* **INSTRUCTIONS FOR THE TASK**
Exactly repeat the line that contains "Identify the dog's pointed", then every line after it up to and including the final line.

* **PROVIDED DATA**
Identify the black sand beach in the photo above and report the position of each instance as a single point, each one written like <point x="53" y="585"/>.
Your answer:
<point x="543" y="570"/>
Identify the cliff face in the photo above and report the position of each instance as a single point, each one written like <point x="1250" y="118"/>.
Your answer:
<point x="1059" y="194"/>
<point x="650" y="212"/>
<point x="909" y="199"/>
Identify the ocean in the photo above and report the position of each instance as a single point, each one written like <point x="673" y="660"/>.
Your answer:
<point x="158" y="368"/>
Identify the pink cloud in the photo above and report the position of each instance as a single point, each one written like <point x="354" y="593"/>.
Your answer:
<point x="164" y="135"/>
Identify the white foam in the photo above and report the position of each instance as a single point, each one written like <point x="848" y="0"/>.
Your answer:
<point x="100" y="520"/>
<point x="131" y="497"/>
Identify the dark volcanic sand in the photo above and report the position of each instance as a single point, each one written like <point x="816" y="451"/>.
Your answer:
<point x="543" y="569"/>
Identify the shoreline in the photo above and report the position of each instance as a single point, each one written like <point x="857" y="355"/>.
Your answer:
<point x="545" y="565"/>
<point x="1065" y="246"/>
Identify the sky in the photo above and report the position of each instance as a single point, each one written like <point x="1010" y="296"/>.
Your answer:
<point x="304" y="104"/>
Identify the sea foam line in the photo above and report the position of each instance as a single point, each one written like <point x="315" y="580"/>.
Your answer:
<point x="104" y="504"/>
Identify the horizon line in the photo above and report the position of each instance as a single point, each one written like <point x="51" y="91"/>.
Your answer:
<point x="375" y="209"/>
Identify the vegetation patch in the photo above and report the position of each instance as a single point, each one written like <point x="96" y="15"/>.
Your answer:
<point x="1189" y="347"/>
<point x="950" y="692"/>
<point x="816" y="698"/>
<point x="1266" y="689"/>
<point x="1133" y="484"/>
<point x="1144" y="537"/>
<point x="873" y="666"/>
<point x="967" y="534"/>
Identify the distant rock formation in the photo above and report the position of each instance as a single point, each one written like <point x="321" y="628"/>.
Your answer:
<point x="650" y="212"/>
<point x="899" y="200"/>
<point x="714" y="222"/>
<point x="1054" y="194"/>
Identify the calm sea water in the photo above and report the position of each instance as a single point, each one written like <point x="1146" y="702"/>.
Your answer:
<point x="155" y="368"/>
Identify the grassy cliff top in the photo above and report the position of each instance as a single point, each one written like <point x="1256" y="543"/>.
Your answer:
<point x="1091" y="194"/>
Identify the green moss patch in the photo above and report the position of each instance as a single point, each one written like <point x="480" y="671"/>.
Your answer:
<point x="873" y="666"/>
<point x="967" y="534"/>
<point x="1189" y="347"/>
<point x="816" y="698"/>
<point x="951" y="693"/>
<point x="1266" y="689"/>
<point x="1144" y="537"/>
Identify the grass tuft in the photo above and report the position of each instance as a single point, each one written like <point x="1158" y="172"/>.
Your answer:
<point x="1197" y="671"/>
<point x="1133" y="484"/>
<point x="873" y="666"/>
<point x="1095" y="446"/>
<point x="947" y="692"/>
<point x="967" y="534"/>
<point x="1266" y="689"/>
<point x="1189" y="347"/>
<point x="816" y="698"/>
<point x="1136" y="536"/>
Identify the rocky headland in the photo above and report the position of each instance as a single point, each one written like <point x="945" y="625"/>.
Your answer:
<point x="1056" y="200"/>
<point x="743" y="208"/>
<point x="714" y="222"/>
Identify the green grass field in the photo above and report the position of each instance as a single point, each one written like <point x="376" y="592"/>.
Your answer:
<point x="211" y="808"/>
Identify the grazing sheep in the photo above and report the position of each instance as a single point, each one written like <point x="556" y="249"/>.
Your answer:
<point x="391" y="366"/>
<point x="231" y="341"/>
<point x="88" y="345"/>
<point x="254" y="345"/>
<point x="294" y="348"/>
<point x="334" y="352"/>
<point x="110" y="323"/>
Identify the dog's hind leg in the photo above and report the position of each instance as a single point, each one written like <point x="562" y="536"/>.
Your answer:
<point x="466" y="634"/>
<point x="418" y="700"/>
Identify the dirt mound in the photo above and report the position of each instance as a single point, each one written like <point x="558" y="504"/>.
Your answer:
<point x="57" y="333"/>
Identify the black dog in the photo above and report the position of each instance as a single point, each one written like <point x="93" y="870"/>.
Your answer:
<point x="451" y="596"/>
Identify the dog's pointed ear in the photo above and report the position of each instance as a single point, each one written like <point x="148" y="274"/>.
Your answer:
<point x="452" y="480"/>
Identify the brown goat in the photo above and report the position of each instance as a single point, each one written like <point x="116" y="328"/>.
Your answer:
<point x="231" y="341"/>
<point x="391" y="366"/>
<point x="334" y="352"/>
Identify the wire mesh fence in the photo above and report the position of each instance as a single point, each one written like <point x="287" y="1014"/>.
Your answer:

* **REPLY**
Identify the dog's pointed ear in the photo above and report the position of each instance as a single point, each one written like <point x="148" y="274"/>.
Your answer:
<point x="452" y="480"/>
Identify the brown goat in the photo above and report the position of each instance as a single point, each one written like <point x="116" y="328"/>.
Your answer:
<point x="231" y="341"/>
<point x="391" y="366"/>
<point x="334" y="352"/>
Identify the wire mesh fence in the photo above and report the position of each instance as a single point, each one written like <point x="287" y="1014"/>.
Your answer:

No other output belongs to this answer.